◆ What needs to be done
Return the full listing exactly as it is written.

--- --- ---

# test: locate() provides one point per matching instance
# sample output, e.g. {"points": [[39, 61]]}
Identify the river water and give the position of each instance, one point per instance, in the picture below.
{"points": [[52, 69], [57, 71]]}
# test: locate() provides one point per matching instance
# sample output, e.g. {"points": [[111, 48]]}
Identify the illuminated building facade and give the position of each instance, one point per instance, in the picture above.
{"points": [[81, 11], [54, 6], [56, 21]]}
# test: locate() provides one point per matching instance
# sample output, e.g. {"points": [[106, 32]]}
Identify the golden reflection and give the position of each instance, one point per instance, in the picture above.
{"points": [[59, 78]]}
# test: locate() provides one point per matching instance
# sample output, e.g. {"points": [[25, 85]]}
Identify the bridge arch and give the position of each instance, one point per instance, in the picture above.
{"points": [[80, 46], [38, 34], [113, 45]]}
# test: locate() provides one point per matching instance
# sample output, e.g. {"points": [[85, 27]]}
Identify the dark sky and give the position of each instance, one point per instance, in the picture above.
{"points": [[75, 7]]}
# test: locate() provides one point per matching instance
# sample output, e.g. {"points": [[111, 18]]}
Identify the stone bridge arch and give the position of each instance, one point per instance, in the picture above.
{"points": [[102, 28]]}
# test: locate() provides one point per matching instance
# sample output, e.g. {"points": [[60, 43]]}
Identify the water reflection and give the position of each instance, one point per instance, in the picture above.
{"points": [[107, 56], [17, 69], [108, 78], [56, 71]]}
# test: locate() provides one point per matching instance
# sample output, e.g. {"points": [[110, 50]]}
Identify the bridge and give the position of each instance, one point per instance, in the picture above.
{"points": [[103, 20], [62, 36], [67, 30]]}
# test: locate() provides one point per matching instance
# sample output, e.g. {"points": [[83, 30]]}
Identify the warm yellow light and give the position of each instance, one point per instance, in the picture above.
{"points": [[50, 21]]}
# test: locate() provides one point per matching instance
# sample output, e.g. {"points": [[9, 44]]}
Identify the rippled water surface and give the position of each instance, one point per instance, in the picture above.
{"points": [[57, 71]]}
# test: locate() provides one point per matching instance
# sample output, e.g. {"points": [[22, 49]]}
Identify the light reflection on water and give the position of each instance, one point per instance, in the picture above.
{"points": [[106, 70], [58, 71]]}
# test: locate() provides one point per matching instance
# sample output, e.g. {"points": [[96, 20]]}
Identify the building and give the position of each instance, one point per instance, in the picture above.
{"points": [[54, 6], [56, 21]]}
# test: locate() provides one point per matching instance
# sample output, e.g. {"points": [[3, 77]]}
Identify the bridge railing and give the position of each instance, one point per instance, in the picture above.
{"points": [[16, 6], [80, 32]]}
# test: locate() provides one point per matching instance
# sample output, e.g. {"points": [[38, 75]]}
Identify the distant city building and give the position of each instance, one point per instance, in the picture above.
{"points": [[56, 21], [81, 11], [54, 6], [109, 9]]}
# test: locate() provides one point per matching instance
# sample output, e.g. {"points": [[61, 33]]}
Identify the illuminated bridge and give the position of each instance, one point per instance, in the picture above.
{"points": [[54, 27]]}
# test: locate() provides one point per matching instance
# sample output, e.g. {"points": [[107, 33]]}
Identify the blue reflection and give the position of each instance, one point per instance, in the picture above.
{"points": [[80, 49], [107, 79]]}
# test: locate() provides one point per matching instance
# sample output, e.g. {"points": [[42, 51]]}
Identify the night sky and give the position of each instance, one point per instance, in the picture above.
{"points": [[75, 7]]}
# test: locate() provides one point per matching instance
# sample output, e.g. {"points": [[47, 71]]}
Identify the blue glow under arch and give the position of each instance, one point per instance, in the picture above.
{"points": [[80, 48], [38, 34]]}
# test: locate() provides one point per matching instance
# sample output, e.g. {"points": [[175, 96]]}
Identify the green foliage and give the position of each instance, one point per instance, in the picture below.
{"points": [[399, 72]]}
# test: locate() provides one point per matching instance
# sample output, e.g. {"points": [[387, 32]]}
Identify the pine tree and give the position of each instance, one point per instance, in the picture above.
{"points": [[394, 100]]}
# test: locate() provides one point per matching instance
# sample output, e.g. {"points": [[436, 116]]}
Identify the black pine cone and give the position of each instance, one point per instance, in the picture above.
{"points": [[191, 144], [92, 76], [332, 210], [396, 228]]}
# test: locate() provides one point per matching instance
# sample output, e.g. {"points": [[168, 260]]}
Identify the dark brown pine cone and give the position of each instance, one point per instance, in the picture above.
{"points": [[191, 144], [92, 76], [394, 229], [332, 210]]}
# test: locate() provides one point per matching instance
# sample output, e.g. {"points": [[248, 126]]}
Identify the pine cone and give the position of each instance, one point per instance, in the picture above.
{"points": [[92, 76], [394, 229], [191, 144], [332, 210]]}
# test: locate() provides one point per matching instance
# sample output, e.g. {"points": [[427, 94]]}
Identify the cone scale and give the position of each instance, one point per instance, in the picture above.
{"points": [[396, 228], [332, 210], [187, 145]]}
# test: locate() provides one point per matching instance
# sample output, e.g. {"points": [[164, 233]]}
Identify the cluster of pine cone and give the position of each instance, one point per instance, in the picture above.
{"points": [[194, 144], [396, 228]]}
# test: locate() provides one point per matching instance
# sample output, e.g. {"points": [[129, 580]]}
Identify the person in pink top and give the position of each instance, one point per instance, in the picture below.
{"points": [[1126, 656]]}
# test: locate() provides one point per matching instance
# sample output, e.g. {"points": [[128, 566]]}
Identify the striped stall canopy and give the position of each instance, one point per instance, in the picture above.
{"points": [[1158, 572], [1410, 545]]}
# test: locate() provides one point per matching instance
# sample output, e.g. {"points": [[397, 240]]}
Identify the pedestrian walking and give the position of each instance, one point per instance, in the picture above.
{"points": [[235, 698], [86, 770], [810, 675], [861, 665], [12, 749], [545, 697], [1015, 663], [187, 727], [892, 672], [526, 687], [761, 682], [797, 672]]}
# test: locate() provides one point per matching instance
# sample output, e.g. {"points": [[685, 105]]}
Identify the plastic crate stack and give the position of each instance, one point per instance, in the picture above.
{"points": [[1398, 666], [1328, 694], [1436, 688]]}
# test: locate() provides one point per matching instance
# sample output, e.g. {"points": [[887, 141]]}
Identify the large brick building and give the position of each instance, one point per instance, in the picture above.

--- --- ---

◆ Result below
# test: locate() provides one point per matching instance
# sample output, e.g. {"points": [[39, 61]]}
Identify the river water and give the position of each instance, one point per instance, in the picture below.
{"points": [[52, 69], [57, 71]]}
# test: locate() provides one point per matching instance
# sample output, e.g. {"points": [[111, 48]]}
Identify the illuminated building facade and give the position of each instance, one point per instance, in the picture above.
{"points": [[81, 11], [54, 6], [56, 21]]}
# test: locate() provides one point per matching instance
# sample output, e.g. {"points": [[106, 32]]}
Identify the golden reflection and give the position of each instance, one point per instance, in the picture above.
{"points": [[59, 78]]}
# test: locate() provides one point per matching instance
# sample output, e.g. {"points": [[25, 85]]}
Identify the bridge arch and give the position of each instance, one point per instance, in the picture above.
{"points": [[80, 46], [38, 34], [113, 45]]}
# test: locate() provides one point per matching instance
# sample output, e.g. {"points": [[85, 27]]}
Identify the dark sky and give the position of each instance, one point per instance, in the picture above.
{"points": [[75, 7]]}
# test: locate() provides one point per matching instance
# sample output, e.g. {"points": [[111, 18]]}
Identify the stone bridge arch and give the position of each instance, one point per instance, in the picture above.
{"points": [[102, 28]]}
# test: locate() provides one point per matching instance
# sample output, e.g. {"points": [[60, 43]]}
Identify the water reflection and give the position of each instance, one point per instance, in the picture above.
{"points": [[107, 56], [17, 69], [108, 78], [56, 71]]}
# test: locate() provides one point per matching instance
# sample output, e.g. {"points": [[110, 50]]}
Identify the bridge and give the position of each instance, one point per instance, in the picture above.
{"points": [[103, 20], [62, 36], [67, 30]]}
# test: locate() provides one point per matching instance
# sample output, e.g. {"points": [[83, 30]]}
Identify the warm yellow light and give the position of each instance, one point per instance, in the picture above.
{"points": [[50, 21]]}
# test: locate() provides one point per matching instance
# sample output, e.g. {"points": [[9, 44]]}
Identify the rippled water surface and give the position of each instance, one point per instance, in the picture above.
{"points": [[57, 71]]}
# test: locate() provides one point per matching instance
# sample output, e.g. {"points": [[22, 49]]}
Identify the light reflection on water and give the position of each instance, one point per instance, in the picture above.
{"points": [[106, 70], [58, 71]]}
# test: locate() provides one point per matching instance
# sample output, e.g. {"points": [[96, 20]]}
Identify the building and give the position of each instance, one point per instance, in the picture above.
{"points": [[54, 6], [56, 21]]}
# test: locate() provides one point per matching instance
# sample output, e.g. {"points": [[3, 77]]}
Identify the bridge railing and give the position of each instance, one point per instance, in the picture above.
{"points": [[16, 6], [80, 32]]}
# test: locate() provides one point per matching instance
# sample output, e.g. {"points": [[38, 75]]}
Identify the distant city building and give the position of each instance, one point per instance, in the picture above.
{"points": [[56, 21], [81, 11], [54, 6], [109, 9]]}
# test: locate() provides one point per matching instance
# sample output, e.g. {"points": [[61, 33]]}
Identify the illuminated bridge and give the position of each instance, one point per instance, in the picture above.
{"points": [[54, 27]]}
# test: locate() provides one point per matching instance
# sample output, e.g. {"points": [[107, 33]]}
Identify the blue reflection and give the position of each instance, one point per instance, in the picture above.
{"points": [[80, 49], [107, 79]]}
# test: locate() provides one point per matching instance
# sample output, e.g. {"points": [[42, 51]]}
Identify the night sky and give the position of each instance, one point per instance, in the picture above.
{"points": [[75, 7]]}
# test: locate() provides one point per matching instance
# sample output, e.g. {"points": [[47, 71]]}
Identify the blue glow under arch and give the position of each instance, one point per instance, in the picture above.
{"points": [[80, 48], [38, 34]]}
# test: locate() provides one point per matching instance
# sample output, e.g. {"points": [[175, 96]]}
Identify the green foliage and give the position of each instance, one point per instance, in the picture below.
{"points": [[399, 72]]}
# test: locate() provides one point per matching instance
# sample output, e.g. {"points": [[387, 32]]}
Identify the pine tree and give the position of each instance, one point per instance, in the picture above.
{"points": [[394, 100]]}
# test: locate() provides one point per matching instance
# sample output, e.g. {"points": [[436, 116]]}
Identify the black pine cone and give the position of each instance, one point per instance, in the picture above.
{"points": [[191, 144], [92, 76], [332, 210], [396, 228]]}
# test: locate() provides one point per matching instance
# sample output, e.g. {"points": [[168, 260]]}
Identify the dark brown pine cone and give the position of each instance, one point per instance, in the picture above.
{"points": [[191, 144], [92, 76], [394, 229], [332, 210]]}
# test: locate() provides one point per matching instance
# sample output, e.g. {"points": [[248, 126]]}
Identify the pine cone and give the position of each instance, one point per instance, in the picture above.
{"points": [[92, 76], [394, 229], [191, 144], [332, 210]]}
# test: locate() provides one point per matching instance
# sample output, e.g. {"points": [[427, 94]]}
Identify the cone scale and give the position of each instance, one point per instance, in the picture above.
{"points": [[396, 228], [332, 210], [187, 145]]}
# test: locate() provides one point per matching instance
# sample output, e.g. {"points": [[164, 233]]}
Identify the cluster of pine cone and give the position of each instance, one point per instance, in the picture above.
{"points": [[194, 144], [396, 228]]}
# test: locate() provides one point per matching instance
# sample output, e.g. {"points": [[129, 580]]}
Identify the person in pink top and give the position of each instance, one point per instance, in the picture below.
{"points": [[1126, 656]]}
# test: locate() provides one point per matching instance
# sample output, e.g. {"points": [[128, 566]]}
Identify the striped stall canopy and give the position of each instance, one point per instance, in the picture above.
{"points": [[1158, 572], [1410, 545]]}
# test: locate() provides one point per matching instance
# sample output, e.g. {"points": [[397, 240]]}
Identify the pedestrian walking and give the position of each instance, one point per instance, in the picture above.
{"points": [[235, 698], [86, 770], [810, 675], [861, 665], [12, 749], [545, 697], [1015, 663], [187, 727], [892, 672], [526, 687], [761, 682], [797, 672]]}
# test: locate() provides one point per matching instance
# sample output, e.g. {"points": [[685, 105]]}
Identify the plastic crate stack and give the position of each instance, one point per instance, in the picture above.
{"points": [[1398, 666], [1328, 694], [1436, 688]]}
# test: locate() provides one point per matching instance
# sample output, e.g. {"points": [[887, 141]]}
Identify the large brick building and give the position of each instance, one point per instance, in the picture above.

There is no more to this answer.